::: Texto do exercício
Maria Cristina, Iria e Graziela foram as que mais sofreram os efeitos das bombas empregadas pela polícia e tiveram de ser internadas em hospitais, pois estavam com queimaduras de até 3º grau espalhadas pelo corpo. Logo após a invasão da PUC, e diante do repúdio que se levantou contra a violência da polícia, o então secretário da Segurança Pública de São Paulo e hoje candidato a deputado federal pela Arena paulista, coronel Erasmo Dias, disse que a polícia assumiria as despesas para o tratamento das estudantes atingias pelas bombas, não porque se considerasse culpada pelos ferimentos e queimaduras, mas devido a “sentimentos humanitários”. Mas conforme mostraram as três estudantes em entrevista na semana passada, esses “sentimentos humanitários” parecem ser tão perigosos como suas bombas.
::::::
::: Itens listados
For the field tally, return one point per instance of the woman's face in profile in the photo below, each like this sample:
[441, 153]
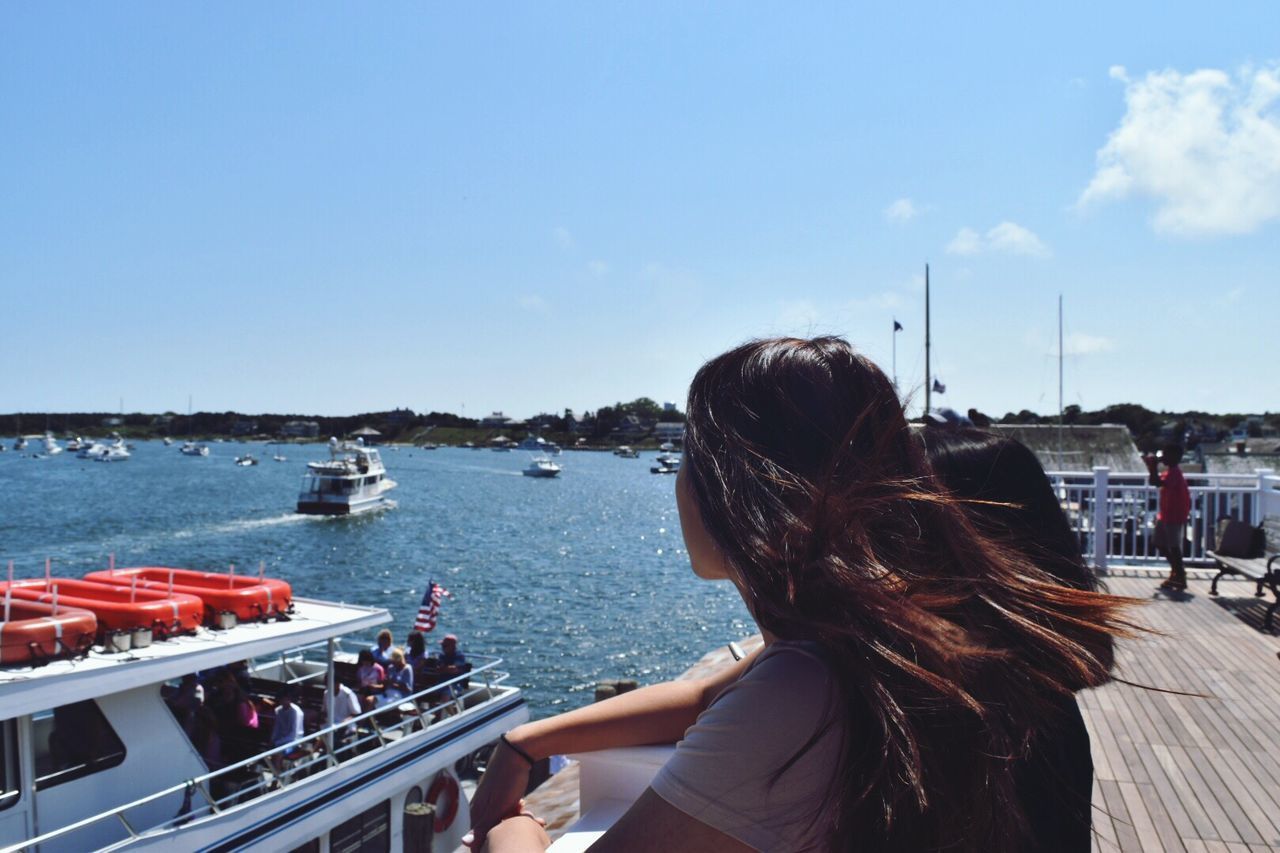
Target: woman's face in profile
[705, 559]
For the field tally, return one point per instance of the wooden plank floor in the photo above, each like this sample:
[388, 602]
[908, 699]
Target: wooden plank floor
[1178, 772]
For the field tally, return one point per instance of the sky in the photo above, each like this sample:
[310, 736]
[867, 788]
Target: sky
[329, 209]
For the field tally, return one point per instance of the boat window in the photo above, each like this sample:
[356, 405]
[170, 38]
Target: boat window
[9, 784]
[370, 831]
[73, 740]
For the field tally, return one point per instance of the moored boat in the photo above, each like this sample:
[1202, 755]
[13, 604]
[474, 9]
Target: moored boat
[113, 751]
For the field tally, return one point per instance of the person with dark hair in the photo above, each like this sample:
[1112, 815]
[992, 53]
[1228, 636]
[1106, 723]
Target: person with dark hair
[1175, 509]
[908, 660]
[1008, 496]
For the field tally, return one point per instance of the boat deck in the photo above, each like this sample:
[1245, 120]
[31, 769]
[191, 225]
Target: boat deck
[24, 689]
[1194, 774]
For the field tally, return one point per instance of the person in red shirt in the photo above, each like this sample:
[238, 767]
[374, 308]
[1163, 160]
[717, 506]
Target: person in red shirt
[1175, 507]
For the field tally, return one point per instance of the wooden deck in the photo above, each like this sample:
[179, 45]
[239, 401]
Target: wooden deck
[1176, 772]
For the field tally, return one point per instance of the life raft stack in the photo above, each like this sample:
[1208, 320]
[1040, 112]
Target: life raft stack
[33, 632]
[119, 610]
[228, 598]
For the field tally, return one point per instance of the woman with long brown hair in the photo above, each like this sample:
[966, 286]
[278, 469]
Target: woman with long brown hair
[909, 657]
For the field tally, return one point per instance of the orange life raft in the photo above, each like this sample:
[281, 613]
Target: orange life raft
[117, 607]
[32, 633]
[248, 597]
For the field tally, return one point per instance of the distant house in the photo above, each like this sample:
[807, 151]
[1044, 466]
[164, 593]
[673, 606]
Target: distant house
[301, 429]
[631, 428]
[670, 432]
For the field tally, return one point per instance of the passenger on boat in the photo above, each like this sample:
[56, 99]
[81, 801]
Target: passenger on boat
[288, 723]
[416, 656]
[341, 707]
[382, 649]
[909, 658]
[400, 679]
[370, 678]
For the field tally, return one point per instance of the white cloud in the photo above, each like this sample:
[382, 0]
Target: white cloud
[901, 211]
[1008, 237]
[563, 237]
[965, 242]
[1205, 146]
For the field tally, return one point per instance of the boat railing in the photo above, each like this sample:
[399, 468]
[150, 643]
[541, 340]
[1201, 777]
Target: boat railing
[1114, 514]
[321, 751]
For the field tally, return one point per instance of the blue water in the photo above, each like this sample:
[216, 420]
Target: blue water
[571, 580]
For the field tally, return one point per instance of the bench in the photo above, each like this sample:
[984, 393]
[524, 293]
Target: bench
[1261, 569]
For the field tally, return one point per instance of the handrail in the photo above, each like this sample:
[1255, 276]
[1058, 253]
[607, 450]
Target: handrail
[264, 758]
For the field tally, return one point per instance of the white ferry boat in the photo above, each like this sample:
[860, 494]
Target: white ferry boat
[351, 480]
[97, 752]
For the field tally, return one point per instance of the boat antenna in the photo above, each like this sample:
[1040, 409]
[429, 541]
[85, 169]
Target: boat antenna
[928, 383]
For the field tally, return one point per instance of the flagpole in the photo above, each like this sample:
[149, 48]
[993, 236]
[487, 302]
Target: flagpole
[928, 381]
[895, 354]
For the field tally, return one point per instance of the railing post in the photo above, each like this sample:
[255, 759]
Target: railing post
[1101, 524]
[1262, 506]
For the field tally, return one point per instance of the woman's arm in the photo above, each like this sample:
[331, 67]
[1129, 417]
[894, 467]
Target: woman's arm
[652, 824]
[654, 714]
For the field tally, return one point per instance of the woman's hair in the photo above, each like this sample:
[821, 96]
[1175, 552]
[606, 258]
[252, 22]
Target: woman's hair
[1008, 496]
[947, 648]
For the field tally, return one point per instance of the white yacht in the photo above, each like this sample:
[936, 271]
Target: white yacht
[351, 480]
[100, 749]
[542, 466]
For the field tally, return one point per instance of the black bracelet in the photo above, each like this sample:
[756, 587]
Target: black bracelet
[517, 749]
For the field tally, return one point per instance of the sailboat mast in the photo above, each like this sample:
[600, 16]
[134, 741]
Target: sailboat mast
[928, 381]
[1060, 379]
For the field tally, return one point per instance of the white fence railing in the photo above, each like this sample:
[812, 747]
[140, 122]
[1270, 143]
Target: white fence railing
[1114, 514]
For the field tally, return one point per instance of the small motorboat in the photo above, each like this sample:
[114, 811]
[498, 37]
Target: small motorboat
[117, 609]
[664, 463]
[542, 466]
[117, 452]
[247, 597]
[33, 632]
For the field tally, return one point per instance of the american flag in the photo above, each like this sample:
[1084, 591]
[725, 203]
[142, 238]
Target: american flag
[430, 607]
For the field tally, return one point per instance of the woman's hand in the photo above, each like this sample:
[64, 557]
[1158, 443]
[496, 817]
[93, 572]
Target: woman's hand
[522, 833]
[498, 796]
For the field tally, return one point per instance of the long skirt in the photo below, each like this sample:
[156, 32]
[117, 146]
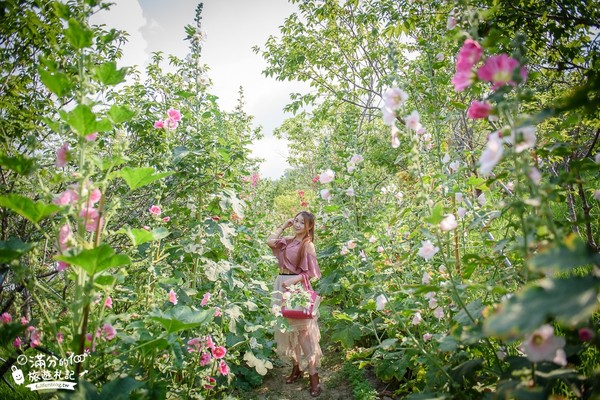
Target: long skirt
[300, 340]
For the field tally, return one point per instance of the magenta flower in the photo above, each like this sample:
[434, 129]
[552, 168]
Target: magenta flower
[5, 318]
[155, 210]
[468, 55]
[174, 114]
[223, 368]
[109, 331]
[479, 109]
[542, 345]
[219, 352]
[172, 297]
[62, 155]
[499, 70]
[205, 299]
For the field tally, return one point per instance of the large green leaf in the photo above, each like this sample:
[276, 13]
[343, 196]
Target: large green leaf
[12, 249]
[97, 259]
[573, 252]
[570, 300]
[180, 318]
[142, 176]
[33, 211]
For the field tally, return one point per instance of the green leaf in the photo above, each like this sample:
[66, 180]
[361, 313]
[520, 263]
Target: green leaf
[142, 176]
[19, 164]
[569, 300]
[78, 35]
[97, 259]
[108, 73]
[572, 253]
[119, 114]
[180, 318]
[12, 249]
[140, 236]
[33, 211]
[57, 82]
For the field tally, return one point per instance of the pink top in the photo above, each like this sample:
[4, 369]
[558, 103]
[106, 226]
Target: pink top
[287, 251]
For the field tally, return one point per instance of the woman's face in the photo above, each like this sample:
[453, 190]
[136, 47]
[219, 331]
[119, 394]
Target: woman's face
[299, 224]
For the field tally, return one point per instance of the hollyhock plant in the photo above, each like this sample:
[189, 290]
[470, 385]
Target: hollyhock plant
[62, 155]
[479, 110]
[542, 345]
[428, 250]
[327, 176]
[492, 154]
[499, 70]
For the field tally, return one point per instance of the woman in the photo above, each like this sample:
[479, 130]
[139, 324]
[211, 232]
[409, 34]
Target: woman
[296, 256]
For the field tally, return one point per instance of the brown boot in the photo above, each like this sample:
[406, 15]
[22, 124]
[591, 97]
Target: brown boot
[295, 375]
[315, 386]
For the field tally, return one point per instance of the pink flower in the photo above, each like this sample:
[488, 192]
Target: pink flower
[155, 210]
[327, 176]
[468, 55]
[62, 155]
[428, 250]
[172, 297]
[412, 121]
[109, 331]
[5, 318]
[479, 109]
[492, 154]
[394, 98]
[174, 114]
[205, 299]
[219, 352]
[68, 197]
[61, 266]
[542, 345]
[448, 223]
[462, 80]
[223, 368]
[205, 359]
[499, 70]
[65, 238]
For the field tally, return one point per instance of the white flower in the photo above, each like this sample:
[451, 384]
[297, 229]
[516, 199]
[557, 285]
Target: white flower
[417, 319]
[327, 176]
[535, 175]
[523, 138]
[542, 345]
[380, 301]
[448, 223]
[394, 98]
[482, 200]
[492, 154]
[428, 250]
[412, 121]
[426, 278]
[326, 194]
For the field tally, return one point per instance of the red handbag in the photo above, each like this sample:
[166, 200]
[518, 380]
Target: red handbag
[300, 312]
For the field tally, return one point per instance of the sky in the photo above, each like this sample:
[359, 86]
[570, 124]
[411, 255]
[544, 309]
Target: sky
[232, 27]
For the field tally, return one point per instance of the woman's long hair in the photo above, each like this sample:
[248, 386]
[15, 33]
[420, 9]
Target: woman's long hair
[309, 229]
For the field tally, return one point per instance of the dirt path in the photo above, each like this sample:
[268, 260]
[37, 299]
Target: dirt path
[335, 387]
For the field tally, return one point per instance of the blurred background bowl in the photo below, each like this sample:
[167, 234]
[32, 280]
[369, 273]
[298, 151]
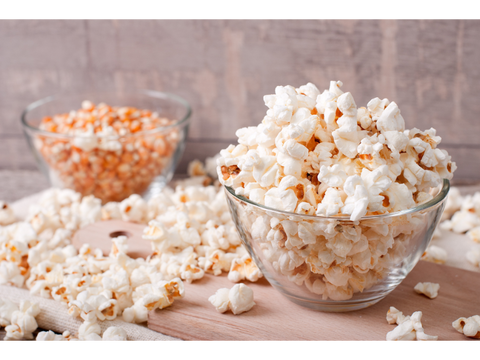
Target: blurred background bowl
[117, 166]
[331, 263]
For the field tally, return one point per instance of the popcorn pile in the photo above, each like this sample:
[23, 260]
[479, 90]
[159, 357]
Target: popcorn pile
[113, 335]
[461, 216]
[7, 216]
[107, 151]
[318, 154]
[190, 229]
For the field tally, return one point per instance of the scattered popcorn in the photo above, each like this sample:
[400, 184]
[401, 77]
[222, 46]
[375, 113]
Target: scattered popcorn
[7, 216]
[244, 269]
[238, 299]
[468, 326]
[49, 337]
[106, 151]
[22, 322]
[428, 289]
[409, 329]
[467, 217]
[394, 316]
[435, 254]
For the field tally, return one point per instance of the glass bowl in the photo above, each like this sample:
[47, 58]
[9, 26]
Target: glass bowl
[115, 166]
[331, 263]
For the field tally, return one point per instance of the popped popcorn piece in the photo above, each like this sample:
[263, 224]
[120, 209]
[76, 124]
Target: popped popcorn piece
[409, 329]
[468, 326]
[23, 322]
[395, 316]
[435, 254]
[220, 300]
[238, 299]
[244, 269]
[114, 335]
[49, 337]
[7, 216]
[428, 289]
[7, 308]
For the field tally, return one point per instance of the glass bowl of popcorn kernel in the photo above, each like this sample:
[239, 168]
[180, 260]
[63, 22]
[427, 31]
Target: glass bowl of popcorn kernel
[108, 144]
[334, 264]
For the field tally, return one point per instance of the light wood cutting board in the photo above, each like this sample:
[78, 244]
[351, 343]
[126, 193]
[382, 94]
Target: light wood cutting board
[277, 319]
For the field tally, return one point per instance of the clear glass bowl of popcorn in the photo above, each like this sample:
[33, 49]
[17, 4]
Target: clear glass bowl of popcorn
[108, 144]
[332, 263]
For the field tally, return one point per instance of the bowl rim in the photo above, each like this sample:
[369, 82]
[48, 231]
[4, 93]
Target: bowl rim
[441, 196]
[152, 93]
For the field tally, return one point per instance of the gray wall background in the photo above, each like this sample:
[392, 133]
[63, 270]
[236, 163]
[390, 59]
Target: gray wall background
::::::
Usando as informações
• 1. Segundo o texto sobre a invasão da PUC, que cargo o coronel Erasmo Dias ocupava na época da invasão?
• 2. Transcreva do texto sobre a invasão da PUC tudo o que vai desde "Maria Cristina, Iria" até "como suas bombas.".
Os itens são um material à parte, distinto do texto sobre a invasão da PUC.

Suas respostas
• 1. Era secretário da Segurança Pública de São Paulo.

• 2.
Maria Cristina, Iria e Graziela foram as que mais sofreram os efeitos das bombas empregadas pela polícia e tiveram de ser internadas em hospitais, pois estavam com queimaduras de até 3º grau espalhadas pelo corpo. Logo após a invasão da PUC, e diante do repúdio que se levantou contra a violência da polícia, o então secretário da Segurança Pública de São Paulo e hoje candidato a deputado federal pela Arena paulista, coronel Erasmo Dias, disse que a polícia assumiria as despesas para o tratamento das estudantes atingias pelas bombas, não porque se considerasse culpada pelos ferimentos e queimaduras, mas devido a “sentimentos humanitários”. Mas conforme mostraram as três estudantes em entrevista na semana passada, esses “sentimentos humanitários” parecem ser tão perigosos como suas bombas.